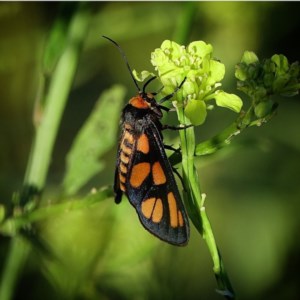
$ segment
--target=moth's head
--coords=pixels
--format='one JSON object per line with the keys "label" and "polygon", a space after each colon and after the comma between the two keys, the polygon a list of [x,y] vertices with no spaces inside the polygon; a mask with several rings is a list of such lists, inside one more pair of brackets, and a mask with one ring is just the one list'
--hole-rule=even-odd
{"label": "moth's head", "polygon": [[157,117],[162,117],[159,104],[156,102],[154,95],[151,93],[140,92],[137,96],[129,100],[129,104],[137,109],[148,109],[153,111]]}

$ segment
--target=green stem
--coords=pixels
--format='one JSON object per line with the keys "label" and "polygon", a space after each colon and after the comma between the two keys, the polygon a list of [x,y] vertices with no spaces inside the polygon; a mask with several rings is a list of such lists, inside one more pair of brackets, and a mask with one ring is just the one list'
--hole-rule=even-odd
{"label": "green stem", "polygon": [[[57,63],[45,98],[44,114],[41,124],[37,128],[24,179],[24,190],[27,191],[28,187],[31,187],[29,190],[33,191],[33,195],[28,194],[25,203],[31,201],[32,196],[36,196],[45,185],[58,127],[88,29],[90,12],[86,7],[85,4],[80,5],[73,16],[67,33],[67,46]],[[29,253],[30,247],[25,241],[18,236],[13,238],[0,281],[1,300],[12,298],[18,276],[20,276]]]}
{"label": "green stem", "polygon": [[219,258],[219,254],[218,254],[218,248],[216,245],[216,241],[215,241],[215,238],[213,235],[213,231],[212,231],[210,222],[209,222],[207,214],[206,214],[204,203],[203,203],[203,206],[201,207],[200,214],[201,214],[201,219],[202,219],[202,224],[203,224],[203,235],[202,236],[203,236],[203,239],[206,241],[206,244],[208,246],[208,249],[210,250],[210,253],[212,254],[214,272],[215,272],[215,274],[218,274],[221,271],[220,258]]}
{"label": "green stem", "polygon": [[182,5],[183,12],[178,20],[173,40],[184,45],[187,42],[189,32],[191,32],[198,4],[196,2],[186,2]]}
{"label": "green stem", "polygon": [[[183,108],[178,108],[178,119],[181,124],[187,124]],[[182,175],[186,188],[185,204],[189,216],[205,240],[213,261],[213,270],[217,279],[219,292],[228,299],[234,299],[234,291],[225,271],[222,257],[216,245],[214,234],[207,217],[204,200],[198,181],[198,173],[194,165],[195,134],[194,128],[190,127],[180,132],[182,150]]]}
{"label": "green stem", "polygon": [[204,199],[203,206],[200,209],[201,220],[203,224],[203,234],[202,237],[205,240],[211,258],[213,261],[213,270],[216,276],[218,293],[222,294],[226,299],[235,299],[234,291],[229,280],[228,274],[225,270],[224,263],[221,257],[221,253],[217,247],[215,237],[213,235],[213,230],[211,228],[208,216],[206,214]]}
{"label": "green stem", "polygon": [[88,20],[89,12],[86,9],[79,9],[70,24],[68,44],[58,61],[46,95],[42,121],[37,129],[31,153],[32,159],[24,180],[25,185],[35,186],[38,190],[45,184],[54,142],[75,76]]}
{"label": "green stem", "polygon": [[0,299],[13,298],[14,286],[21,274],[29,253],[29,244],[21,237],[16,236],[10,244],[9,257],[4,265],[4,276],[1,279]]}
{"label": "green stem", "polygon": [[[183,109],[178,109],[178,119],[181,124],[187,124]],[[185,201],[189,216],[198,230],[202,230],[202,224],[199,219],[199,204],[201,203],[201,192],[198,183],[197,173],[194,167],[194,149],[195,134],[194,128],[190,127],[179,132],[182,152],[182,176],[187,194],[184,193]]]}
{"label": "green stem", "polygon": [[232,124],[222,130],[219,134],[209,140],[199,143],[196,146],[195,155],[201,156],[212,154],[229,145],[232,138],[240,134],[247,127],[251,126],[253,114],[253,107],[251,106],[247,112],[241,113]]}
{"label": "green stem", "polygon": [[1,224],[0,233],[3,235],[12,236],[22,228],[26,228],[26,226],[28,228],[28,226],[30,226],[30,224],[34,222],[48,219],[51,216],[55,216],[58,213],[62,213],[65,211],[70,212],[74,210],[84,209],[109,197],[112,198],[113,196],[114,194],[111,188],[103,188],[96,193],[87,195],[81,201],[70,199],[69,201],[65,201],[62,203],[58,202],[49,206],[38,207],[34,211],[24,213],[21,216],[6,219],[3,224]]}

Exercise directions:
Would you please set down the listing above exactly, minus its images?

Answer to this exercise:
$ segment
--target=moth's head
--coords=pixels
--format='one JSON object per line with the keys "label" and "polygon", a space after each colon and after the comma between the two keys, the polygon a list of [x,y] vertices with no spaces inside the polygon; a mask with several rings is a list of such lists, inside one more pair of brackets, and a mask with one ring is just the one list'
--hole-rule=even-odd
{"label": "moth's head", "polygon": [[157,117],[162,117],[159,104],[156,102],[154,95],[151,93],[140,92],[137,96],[129,100],[129,104],[137,109],[148,109],[153,111]]}

$ segment
--target=green stem
--coords=pixels
--format='one JSON object per line with the keys "label" and "polygon", a space after each colon and after the comma between the two keys, the polygon a list of [x,y] vertices with no spaces inside the polygon; a mask with several rings is a list of such lists, inside one more pair of brackets, and a mask with one ring is just the one list'
--hole-rule=even-odd
{"label": "green stem", "polygon": [[[57,63],[45,98],[44,114],[41,124],[37,128],[24,179],[24,190],[27,191],[28,187],[31,187],[29,190],[33,191],[33,195],[28,194],[25,203],[31,201],[32,196],[36,196],[45,185],[58,127],[88,29],[90,12],[86,7],[85,4],[80,5],[73,16],[67,33],[67,46]],[[29,253],[30,247],[25,241],[18,236],[13,238],[0,281],[1,300],[12,298],[18,276],[20,276]]]}
{"label": "green stem", "polygon": [[219,258],[219,254],[218,254],[218,248],[216,245],[216,241],[215,241],[215,238],[213,235],[213,231],[212,231],[210,222],[209,222],[207,214],[206,214],[204,203],[203,203],[203,206],[201,207],[200,214],[201,214],[201,219],[202,219],[202,224],[203,224],[203,235],[202,236],[203,236],[203,239],[206,241],[206,244],[208,246],[208,249],[210,250],[210,253],[212,254],[214,272],[215,272],[215,274],[218,274],[221,271],[220,258]]}
{"label": "green stem", "polygon": [[182,5],[183,12],[178,20],[173,40],[184,45],[187,42],[189,32],[191,32],[198,4],[196,2],[186,2]]}
{"label": "green stem", "polygon": [[[183,108],[178,108],[178,119],[181,124],[187,124]],[[182,175],[186,188],[185,204],[189,216],[205,240],[213,261],[213,270],[217,279],[219,292],[228,299],[234,299],[234,291],[225,271],[222,257],[216,245],[214,234],[207,217],[204,200],[198,181],[198,173],[194,165],[195,134],[194,128],[190,127],[180,132],[182,150]]]}
{"label": "green stem", "polygon": [[204,199],[203,206],[200,209],[201,220],[203,224],[203,234],[202,237],[205,240],[211,258],[213,261],[213,270],[216,276],[218,293],[222,294],[226,299],[235,299],[234,291],[229,280],[228,274],[225,270],[224,263],[221,257],[221,253],[217,247],[215,237],[213,235],[213,230],[211,228],[208,216],[206,214]]}
{"label": "green stem", "polygon": [[88,20],[89,12],[86,9],[79,9],[70,24],[68,44],[58,61],[46,95],[42,121],[37,129],[31,153],[32,159],[24,180],[25,185],[35,186],[38,190],[45,184],[54,142],[75,76]]}
{"label": "green stem", "polygon": [[0,299],[13,298],[14,286],[21,274],[29,253],[29,244],[21,237],[16,236],[10,244],[9,257],[4,265],[4,276],[1,279]]}
{"label": "green stem", "polygon": [[[183,109],[178,109],[178,119],[181,124],[187,124]],[[185,201],[189,216],[198,230],[202,230],[202,224],[199,219],[199,204],[201,203],[201,192],[198,183],[197,173],[194,167],[194,149],[195,134],[194,128],[190,127],[179,132],[182,152],[182,176],[187,194],[184,193]]]}
{"label": "green stem", "polygon": [[232,124],[222,130],[219,134],[209,140],[199,143],[196,146],[195,155],[201,156],[212,154],[229,145],[232,138],[240,134],[247,127],[251,126],[253,114],[253,107],[251,106],[247,112],[241,113]]}
{"label": "green stem", "polygon": [[1,224],[0,233],[3,235],[12,236],[22,228],[26,228],[26,226],[28,228],[28,226],[30,226],[30,224],[34,222],[48,219],[51,216],[55,216],[58,213],[62,213],[65,211],[70,212],[74,210],[84,209],[109,197],[112,198],[113,196],[114,194],[111,188],[103,188],[96,193],[87,195],[81,201],[70,199],[69,201],[65,201],[62,203],[58,202],[49,206],[38,207],[34,211],[24,213],[21,216],[6,219],[3,224]]}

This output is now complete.